• _Exercise goal_
Without changing anything, output the records below.

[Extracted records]
Start of Block

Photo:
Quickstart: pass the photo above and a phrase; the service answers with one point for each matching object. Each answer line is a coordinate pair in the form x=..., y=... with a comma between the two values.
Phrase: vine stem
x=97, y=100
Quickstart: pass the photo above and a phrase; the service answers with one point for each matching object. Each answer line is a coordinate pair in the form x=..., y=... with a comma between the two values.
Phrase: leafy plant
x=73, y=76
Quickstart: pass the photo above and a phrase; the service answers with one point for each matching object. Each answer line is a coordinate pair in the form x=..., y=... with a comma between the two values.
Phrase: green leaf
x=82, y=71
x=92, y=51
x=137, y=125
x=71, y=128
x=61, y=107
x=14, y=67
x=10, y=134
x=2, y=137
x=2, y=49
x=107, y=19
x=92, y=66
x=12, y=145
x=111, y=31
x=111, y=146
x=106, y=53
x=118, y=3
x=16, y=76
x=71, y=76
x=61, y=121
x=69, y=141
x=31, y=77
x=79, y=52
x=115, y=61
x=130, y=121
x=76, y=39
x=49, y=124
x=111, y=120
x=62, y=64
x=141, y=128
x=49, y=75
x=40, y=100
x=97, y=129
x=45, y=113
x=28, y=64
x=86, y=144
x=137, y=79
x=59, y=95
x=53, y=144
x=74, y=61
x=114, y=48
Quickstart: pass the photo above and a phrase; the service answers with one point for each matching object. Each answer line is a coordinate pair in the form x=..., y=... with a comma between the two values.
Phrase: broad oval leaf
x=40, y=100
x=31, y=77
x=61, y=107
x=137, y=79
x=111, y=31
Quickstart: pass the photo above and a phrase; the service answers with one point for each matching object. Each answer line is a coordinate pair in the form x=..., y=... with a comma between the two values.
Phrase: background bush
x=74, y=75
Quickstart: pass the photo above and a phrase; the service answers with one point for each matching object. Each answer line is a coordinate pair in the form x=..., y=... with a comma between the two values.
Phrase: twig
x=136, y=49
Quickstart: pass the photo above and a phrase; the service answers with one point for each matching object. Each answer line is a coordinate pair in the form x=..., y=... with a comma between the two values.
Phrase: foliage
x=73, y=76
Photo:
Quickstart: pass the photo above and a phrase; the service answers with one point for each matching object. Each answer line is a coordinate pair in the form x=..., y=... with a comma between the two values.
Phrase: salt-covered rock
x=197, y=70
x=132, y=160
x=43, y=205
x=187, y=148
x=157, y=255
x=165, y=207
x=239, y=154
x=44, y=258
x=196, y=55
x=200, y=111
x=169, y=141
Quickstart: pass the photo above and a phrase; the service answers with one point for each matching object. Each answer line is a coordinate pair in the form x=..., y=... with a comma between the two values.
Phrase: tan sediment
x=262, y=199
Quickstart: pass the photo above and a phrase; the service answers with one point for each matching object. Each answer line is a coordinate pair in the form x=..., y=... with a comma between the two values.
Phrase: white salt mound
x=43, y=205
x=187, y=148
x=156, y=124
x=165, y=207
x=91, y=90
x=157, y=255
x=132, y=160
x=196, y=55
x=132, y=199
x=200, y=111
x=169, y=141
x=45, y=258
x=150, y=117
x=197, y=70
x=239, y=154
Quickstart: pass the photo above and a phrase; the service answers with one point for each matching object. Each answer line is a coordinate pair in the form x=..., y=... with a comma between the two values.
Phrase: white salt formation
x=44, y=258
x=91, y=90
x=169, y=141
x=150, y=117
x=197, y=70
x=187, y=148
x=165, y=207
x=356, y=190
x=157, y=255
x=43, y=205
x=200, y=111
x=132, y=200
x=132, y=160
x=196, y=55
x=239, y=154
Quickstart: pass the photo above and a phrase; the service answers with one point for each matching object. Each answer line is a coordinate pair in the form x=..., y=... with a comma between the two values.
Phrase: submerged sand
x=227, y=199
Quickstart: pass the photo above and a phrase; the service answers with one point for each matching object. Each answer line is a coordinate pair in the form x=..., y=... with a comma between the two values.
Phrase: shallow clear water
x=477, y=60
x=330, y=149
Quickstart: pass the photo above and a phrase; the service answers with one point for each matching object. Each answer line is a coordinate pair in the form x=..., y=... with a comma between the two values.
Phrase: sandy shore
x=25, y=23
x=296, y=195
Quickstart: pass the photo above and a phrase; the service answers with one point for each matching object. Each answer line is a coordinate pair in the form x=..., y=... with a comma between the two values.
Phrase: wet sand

End of Block

• _Answer to the problem_
Photo:
Quickstart: pass the photo above and a phrase; the service answers with one point for each matching object. Each answer line is a coordinate pair in the form x=..., y=... with a comma between the two values.
Phrase: vine stem
x=97, y=100
Quickstart: pass the photo above and a phrase; the service answers with one point for each matching object. Each answer line is a coordinate pair in the form x=..., y=... with a comma between the two values.
Phrase: leafy plant
x=73, y=76
Quickstart: pass the photo above and a phrase; the service answers with one point for each matching object. Each answer line is a coordinate pair in the form x=..., y=... with a comma between the two values.
Phrase: green leaf
x=82, y=71
x=92, y=51
x=137, y=125
x=71, y=128
x=61, y=107
x=14, y=67
x=10, y=134
x=2, y=137
x=2, y=49
x=107, y=19
x=92, y=66
x=12, y=145
x=111, y=31
x=111, y=146
x=106, y=53
x=118, y=3
x=16, y=76
x=71, y=76
x=61, y=121
x=69, y=141
x=31, y=77
x=79, y=52
x=115, y=61
x=130, y=121
x=76, y=39
x=49, y=124
x=111, y=120
x=62, y=64
x=141, y=128
x=49, y=75
x=40, y=100
x=97, y=129
x=45, y=113
x=28, y=64
x=86, y=144
x=137, y=79
x=59, y=95
x=53, y=144
x=74, y=61
x=114, y=48
Quickstart: pass the photo above and a phrase; the service answers with one point for each matching object. Each answer line is a coordinate pair in the form x=..., y=... with a comma between the two values.
Phrase: broad oval leaf
x=40, y=100
x=31, y=77
x=61, y=107
x=137, y=79
x=111, y=31
Quickstart: pass the photo above and a phrase; the service answers with one point for each matching object. Each answer line is a coordinate pair in the form x=..., y=... with a comma between the two values.
Phrase: background bush
x=74, y=75
Quickstart: pass the photo above and a phrase; the service answers with one point for each matching object. Each answer line is a coordinate pair in the form x=..., y=... with a comma between the two values.
Phrase: twig
x=136, y=49
Quickstart: pass the photo above and a phrase; the service answers with one point for each matching object. Each answer line is a coordinate pair in the form x=..., y=... with a comma between the two values.
Phrase: foliage
x=73, y=76
Photo:
Quickstart: pass the photo above and a phrase; the service answers with one point for each matching object. Each answer line is a coordinate pair in the form x=..., y=... with a comma between the two values.
Phrase: salt-covered rock
x=197, y=70
x=132, y=160
x=43, y=205
x=187, y=148
x=157, y=255
x=165, y=207
x=239, y=154
x=44, y=258
x=196, y=55
x=200, y=111
x=169, y=141
Quickstart: pass the photo above and a phrase; the service answers with one point for each matching object. Each answer line is a coordinate pair in the form x=..., y=... with a comma between the two values.
Phrase: tan sediment
x=262, y=199
Quickstart: pass the photo above and a phrase; the service answers with one point for each matching object. Each answer line is a coordinate pair in the form x=..., y=... with a comma between the two values.
Phrase: white salt mound
x=43, y=205
x=187, y=148
x=156, y=124
x=165, y=207
x=91, y=90
x=157, y=255
x=132, y=160
x=196, y=55
x=132, y=199
x=200, y=111
x=169, y=141
x=45, y=258
x=150, y=117
x=197, y=70
x=239, y=154
Quickstart: pass the photo above and a phrase; the service answers with one point for each matching object. Each answer line is a coordinate pair in the form x=..., y=... with a comma between the two values.
Phrase: white salt formation
x=44, y=258
x=91, y=90
x=169, y=141
x=150, y=117
x=197, y=70
x=187, y=148
x=165, y=207
x=356, y=190
x=157, y=255
x=43, y=205
x=200, y=111
x=132, y=200
x=132, y=160
x=196, y=55
x=239, y=154
Quickstart: pass the photo above and a phrase; the service answers with one point for each matching object. Each answer line is a coordinate pair in the form x=..., y=... with a comma between the two values.
Phrase: submerged sand
x=227, y=199
Quickstart: pass the photo above and a phrase; the service answers with one point for each matching object. Each answer line is a coordinate pair in the form x=..., y=... with a comma between the two values.
Phrase: shallow clear water
x=477, y=60
x=330, y=149
Quickstart: pass the photo above and a phrase; the service answers with one point for each matching object. Each answer line is a coordinate pair in the form x=..., y=... with a comma between the two values.
Phrase: sandy shore
x=25, y=23
x=296, y=195
Quickstart: pass the photo above and a phrase; the service answers with one point for each matching object. Each answer line is a coordinate pair in the form x=..., y=... with a comma between the two values.
Phrase: wet sand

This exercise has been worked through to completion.